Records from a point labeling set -
## start
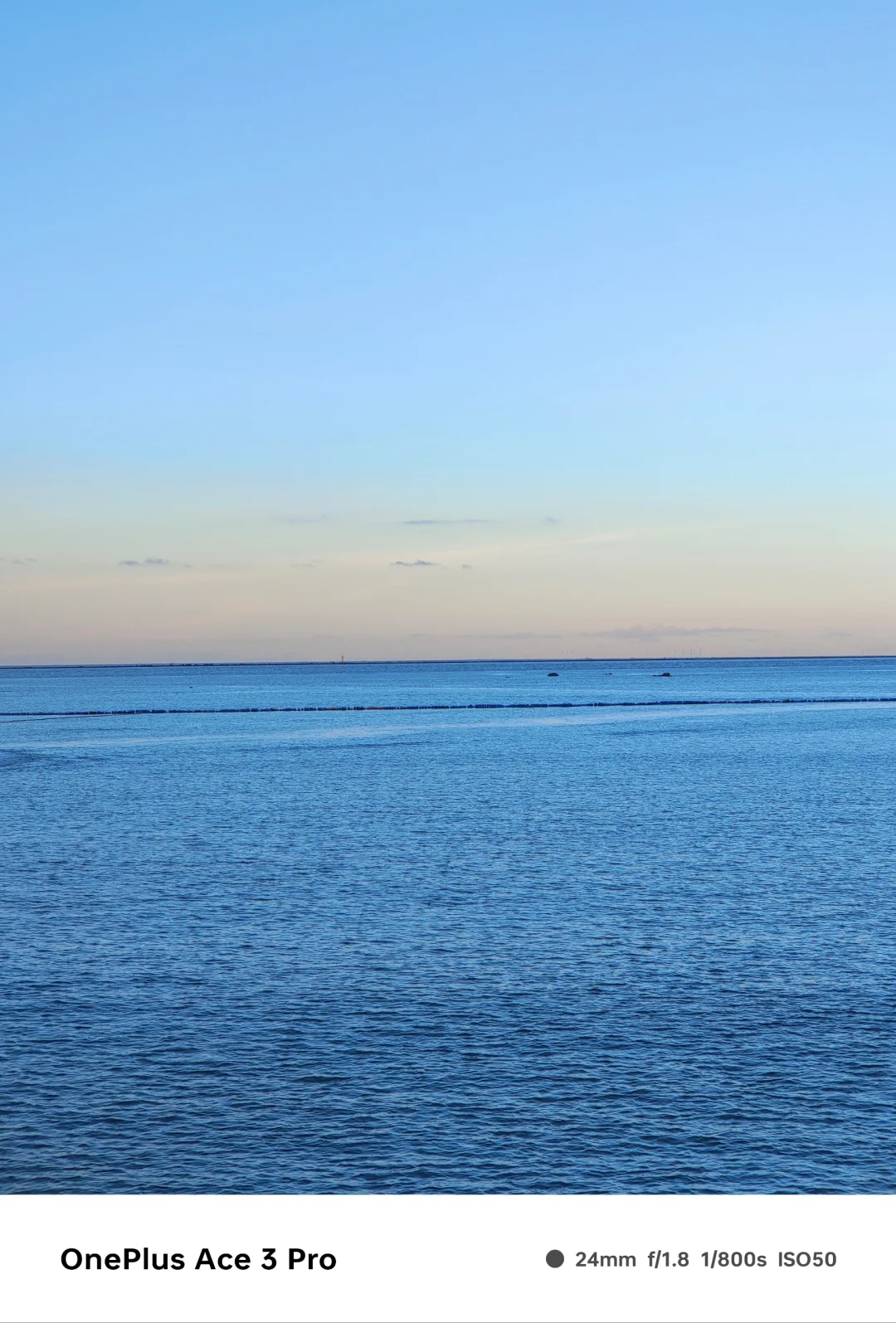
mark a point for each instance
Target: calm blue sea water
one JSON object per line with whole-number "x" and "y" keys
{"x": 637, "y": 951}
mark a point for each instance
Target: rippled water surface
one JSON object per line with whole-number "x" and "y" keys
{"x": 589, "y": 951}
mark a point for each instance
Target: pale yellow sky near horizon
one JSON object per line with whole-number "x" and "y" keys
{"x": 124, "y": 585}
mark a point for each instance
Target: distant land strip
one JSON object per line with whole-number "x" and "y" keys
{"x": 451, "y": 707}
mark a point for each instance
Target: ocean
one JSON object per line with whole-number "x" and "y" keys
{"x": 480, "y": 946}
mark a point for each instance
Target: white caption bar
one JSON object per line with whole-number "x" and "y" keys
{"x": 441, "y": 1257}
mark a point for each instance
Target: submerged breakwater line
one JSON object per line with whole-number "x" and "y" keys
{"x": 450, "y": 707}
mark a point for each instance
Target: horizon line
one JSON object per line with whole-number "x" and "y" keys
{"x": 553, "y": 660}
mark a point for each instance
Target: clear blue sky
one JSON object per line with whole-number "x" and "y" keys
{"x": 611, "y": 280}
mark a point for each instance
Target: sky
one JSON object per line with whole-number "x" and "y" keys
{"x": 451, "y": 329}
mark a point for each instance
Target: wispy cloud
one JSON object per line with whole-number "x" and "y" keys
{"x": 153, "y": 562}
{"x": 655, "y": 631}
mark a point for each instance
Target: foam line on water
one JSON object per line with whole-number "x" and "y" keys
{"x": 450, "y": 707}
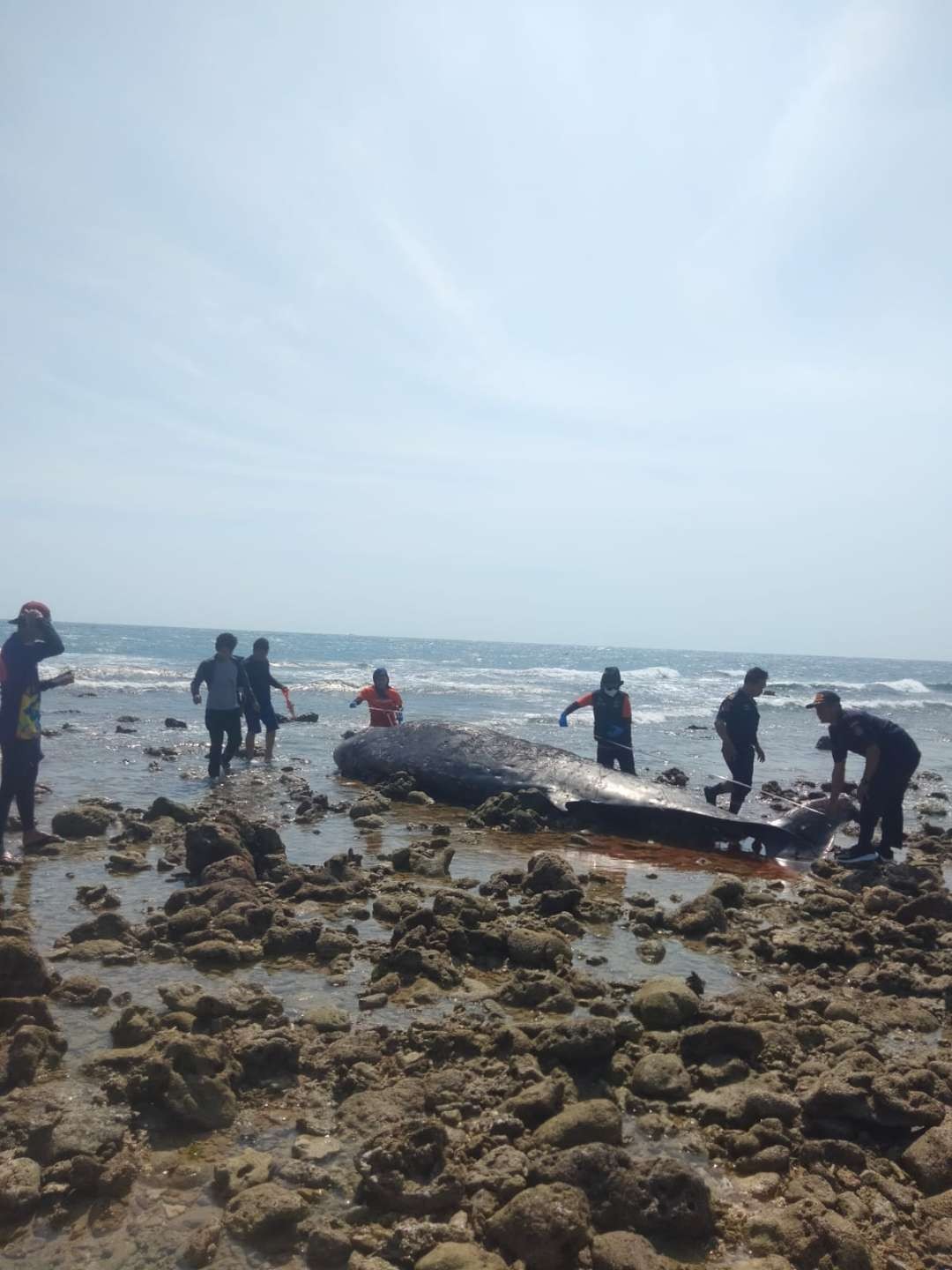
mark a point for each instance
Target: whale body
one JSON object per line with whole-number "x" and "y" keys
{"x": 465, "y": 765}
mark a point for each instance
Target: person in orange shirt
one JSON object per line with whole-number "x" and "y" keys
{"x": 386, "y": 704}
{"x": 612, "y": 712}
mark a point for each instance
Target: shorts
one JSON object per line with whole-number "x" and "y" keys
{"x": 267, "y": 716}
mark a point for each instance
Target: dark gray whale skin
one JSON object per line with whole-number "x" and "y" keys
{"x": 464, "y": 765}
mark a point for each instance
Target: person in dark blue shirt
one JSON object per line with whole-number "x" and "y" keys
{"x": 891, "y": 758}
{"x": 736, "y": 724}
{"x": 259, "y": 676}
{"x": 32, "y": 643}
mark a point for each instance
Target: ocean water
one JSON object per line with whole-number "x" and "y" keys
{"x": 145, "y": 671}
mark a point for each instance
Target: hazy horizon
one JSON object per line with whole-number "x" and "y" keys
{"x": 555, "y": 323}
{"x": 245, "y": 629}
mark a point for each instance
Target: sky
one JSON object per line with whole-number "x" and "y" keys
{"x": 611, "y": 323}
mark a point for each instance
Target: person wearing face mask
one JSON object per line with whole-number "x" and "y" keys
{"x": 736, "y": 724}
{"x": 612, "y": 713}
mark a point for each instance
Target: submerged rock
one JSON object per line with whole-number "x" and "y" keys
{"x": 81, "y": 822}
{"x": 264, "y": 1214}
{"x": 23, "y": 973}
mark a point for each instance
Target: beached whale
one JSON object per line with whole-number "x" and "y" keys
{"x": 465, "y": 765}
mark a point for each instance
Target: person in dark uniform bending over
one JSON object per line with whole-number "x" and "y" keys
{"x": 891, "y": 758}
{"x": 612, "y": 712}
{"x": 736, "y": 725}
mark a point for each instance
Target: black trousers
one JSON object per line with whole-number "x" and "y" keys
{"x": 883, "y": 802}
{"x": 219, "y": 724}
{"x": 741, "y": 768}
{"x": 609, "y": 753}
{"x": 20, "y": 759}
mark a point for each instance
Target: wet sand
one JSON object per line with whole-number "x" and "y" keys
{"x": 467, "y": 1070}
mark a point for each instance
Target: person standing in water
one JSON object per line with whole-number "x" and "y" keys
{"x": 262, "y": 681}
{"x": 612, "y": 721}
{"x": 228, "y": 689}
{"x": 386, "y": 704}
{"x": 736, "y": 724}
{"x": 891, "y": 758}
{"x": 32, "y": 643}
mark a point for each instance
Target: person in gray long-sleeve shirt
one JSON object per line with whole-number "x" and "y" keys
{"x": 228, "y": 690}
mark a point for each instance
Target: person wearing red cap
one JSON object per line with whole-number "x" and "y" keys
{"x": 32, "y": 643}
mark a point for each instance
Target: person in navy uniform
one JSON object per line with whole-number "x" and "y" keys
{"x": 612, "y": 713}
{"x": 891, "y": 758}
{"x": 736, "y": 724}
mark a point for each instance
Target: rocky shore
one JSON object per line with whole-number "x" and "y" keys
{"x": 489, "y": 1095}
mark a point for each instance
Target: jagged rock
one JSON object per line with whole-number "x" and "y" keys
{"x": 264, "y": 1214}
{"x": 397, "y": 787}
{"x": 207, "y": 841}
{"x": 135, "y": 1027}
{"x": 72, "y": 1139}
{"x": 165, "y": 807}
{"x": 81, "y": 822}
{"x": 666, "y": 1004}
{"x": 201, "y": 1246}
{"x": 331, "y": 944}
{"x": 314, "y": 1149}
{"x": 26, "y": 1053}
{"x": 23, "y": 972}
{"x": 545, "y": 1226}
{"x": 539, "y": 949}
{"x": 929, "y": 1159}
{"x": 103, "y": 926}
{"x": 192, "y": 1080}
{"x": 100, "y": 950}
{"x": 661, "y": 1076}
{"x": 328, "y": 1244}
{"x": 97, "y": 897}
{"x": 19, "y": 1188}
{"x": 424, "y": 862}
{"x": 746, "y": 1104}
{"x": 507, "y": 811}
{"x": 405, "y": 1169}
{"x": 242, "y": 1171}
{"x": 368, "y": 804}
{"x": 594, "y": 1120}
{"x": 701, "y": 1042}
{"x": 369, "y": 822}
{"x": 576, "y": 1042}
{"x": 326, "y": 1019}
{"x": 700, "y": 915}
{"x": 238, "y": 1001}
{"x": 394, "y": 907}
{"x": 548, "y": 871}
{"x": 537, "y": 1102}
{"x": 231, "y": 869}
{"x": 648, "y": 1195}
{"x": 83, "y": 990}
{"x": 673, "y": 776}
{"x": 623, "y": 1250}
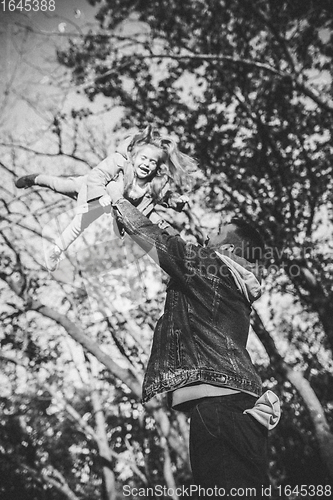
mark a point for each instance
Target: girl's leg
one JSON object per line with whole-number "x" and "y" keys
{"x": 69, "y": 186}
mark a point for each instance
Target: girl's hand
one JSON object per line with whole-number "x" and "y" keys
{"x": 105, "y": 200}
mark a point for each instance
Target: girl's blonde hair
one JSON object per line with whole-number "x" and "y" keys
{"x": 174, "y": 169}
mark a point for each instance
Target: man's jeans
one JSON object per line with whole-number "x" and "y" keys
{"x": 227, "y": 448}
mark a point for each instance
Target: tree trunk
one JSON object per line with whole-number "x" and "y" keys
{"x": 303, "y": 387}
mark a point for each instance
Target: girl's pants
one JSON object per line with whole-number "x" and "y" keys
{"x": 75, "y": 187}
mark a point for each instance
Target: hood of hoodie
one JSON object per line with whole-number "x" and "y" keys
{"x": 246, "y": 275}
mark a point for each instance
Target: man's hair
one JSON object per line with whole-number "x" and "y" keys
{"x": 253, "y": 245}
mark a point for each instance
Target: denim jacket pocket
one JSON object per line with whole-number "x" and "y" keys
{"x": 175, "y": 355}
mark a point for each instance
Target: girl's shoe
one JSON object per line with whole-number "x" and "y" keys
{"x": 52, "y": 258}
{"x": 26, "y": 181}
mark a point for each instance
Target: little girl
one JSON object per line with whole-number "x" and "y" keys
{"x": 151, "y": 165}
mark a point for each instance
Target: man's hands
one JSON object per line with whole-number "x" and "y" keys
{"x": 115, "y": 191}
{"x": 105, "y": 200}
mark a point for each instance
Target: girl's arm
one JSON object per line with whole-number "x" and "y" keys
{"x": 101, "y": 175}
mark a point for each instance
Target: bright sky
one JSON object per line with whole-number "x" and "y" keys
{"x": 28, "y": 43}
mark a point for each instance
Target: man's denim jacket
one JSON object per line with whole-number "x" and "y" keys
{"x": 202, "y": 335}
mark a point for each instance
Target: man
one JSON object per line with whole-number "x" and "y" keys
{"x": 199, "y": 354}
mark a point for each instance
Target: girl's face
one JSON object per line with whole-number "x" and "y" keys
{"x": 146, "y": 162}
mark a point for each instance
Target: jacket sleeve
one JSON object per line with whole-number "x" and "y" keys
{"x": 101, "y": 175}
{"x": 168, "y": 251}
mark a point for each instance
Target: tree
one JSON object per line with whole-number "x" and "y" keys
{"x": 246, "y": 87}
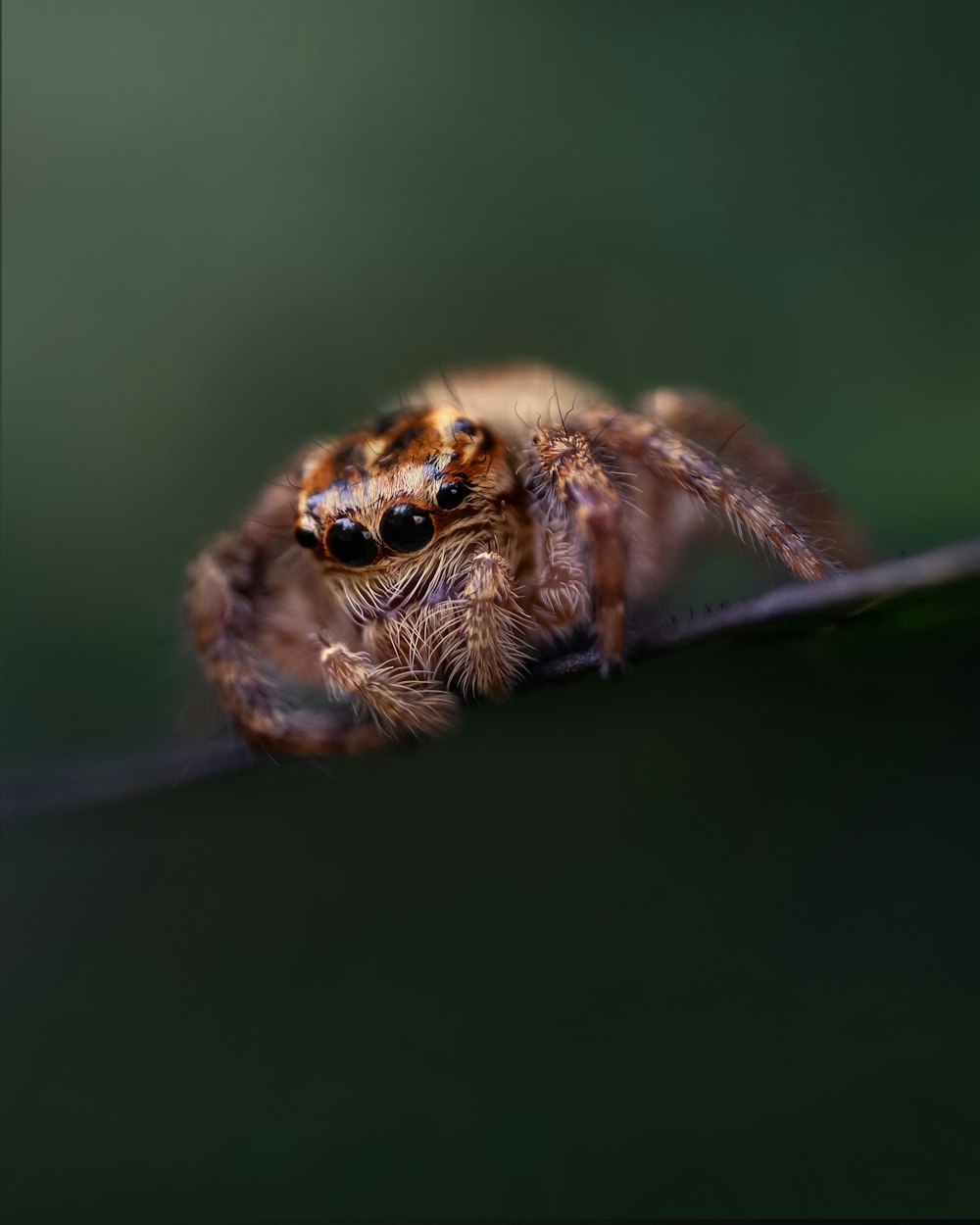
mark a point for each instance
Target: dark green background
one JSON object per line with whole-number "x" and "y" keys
## end
EXERCISE DESCRIPTION - Count the lines of the items above that contain the string "girl", treating uppercase and lowercase letters as distinct. Give only the number.

RESPONSE TO THIS TASK - 8